* _Goal_: Reproduce everything from the line containing "query: the noun phrase to segment: distant" down to the line containing "Trace the outline of every instance of the distant", substituting "snowy ridge" for "distant hill" and leaving all else unchanged.

[The input start]

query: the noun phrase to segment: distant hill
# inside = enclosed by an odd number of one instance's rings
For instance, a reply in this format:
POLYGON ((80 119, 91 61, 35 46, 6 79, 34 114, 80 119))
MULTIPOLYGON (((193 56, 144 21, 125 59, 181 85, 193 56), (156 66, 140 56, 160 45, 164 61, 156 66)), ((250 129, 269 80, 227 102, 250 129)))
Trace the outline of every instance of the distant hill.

[The input end]
[The input start]

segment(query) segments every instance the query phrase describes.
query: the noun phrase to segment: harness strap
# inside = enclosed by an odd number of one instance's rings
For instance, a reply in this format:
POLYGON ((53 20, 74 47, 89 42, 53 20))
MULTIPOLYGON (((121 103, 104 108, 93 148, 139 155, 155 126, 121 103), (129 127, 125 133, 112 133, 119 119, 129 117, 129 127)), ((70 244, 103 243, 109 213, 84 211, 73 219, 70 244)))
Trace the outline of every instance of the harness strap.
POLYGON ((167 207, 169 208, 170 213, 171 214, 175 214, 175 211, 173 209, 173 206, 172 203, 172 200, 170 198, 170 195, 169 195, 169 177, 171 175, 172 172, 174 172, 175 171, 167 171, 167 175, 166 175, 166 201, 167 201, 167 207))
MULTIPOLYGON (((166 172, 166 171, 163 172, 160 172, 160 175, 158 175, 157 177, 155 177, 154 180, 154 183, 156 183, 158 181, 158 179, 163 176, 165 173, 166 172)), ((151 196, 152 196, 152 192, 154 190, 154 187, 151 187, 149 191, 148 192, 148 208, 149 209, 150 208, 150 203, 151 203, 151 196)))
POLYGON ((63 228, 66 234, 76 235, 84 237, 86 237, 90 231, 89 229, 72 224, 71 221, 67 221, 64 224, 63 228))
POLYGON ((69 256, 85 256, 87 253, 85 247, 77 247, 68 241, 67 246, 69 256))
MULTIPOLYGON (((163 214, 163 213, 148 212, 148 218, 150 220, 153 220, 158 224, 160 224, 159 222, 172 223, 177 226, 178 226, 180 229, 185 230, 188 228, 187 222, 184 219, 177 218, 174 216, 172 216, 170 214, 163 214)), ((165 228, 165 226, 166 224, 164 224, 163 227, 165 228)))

[The input end]
[The input start]

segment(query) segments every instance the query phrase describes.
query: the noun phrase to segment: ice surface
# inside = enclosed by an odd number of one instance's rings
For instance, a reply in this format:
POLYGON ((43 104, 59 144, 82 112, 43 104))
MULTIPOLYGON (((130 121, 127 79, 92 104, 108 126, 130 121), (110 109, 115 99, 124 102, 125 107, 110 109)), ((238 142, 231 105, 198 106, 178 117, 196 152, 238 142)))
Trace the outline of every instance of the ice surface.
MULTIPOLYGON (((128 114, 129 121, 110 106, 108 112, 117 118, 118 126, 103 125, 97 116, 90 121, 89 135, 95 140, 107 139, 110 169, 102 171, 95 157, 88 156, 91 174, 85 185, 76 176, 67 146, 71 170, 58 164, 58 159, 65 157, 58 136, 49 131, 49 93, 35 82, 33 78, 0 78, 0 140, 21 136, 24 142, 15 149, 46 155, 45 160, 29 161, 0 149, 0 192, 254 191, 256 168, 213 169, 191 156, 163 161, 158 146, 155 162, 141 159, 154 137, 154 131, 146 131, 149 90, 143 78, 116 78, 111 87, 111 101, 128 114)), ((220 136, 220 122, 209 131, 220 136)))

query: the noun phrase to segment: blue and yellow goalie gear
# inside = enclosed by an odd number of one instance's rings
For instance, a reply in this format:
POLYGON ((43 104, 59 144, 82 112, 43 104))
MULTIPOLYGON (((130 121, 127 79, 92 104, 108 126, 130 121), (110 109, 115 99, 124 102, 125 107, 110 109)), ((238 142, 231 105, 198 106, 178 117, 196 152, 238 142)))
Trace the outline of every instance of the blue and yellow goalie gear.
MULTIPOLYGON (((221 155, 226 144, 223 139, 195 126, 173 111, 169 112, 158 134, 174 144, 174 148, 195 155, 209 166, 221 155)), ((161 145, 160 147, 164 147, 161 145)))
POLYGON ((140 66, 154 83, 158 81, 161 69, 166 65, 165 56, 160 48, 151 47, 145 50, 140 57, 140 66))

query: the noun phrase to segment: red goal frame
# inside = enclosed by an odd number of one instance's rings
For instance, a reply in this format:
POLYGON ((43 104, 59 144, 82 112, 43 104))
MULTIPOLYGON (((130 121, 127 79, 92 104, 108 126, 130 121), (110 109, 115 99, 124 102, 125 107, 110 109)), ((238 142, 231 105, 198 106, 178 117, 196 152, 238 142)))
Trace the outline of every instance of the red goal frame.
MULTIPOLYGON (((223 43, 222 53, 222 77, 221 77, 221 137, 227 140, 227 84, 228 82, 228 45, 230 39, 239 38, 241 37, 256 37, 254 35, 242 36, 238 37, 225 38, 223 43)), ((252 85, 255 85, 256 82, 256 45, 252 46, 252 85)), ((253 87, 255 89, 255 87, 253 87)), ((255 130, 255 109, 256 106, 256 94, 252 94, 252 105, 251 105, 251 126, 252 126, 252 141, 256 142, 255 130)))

[The input end]

* _Solution to this task_:
query: the noun phrase to segment: snowy ridge
# inside = enclosed by an odd number of one instance's rings
For instance, a reply in this format:
POLYGON ((80 119, 91 61, 35 46, 6 79, 34 114, 80 119))
MULTIPOLYGON (((193 56, 144 21, 125 59, 181 85, 193 56), (156 66, 140 56, 160 45, 164 61, 156 66)), ((250 129, 269 80, 227 102, 250 129)))
Trace the outline of every instance of the snowy ridge.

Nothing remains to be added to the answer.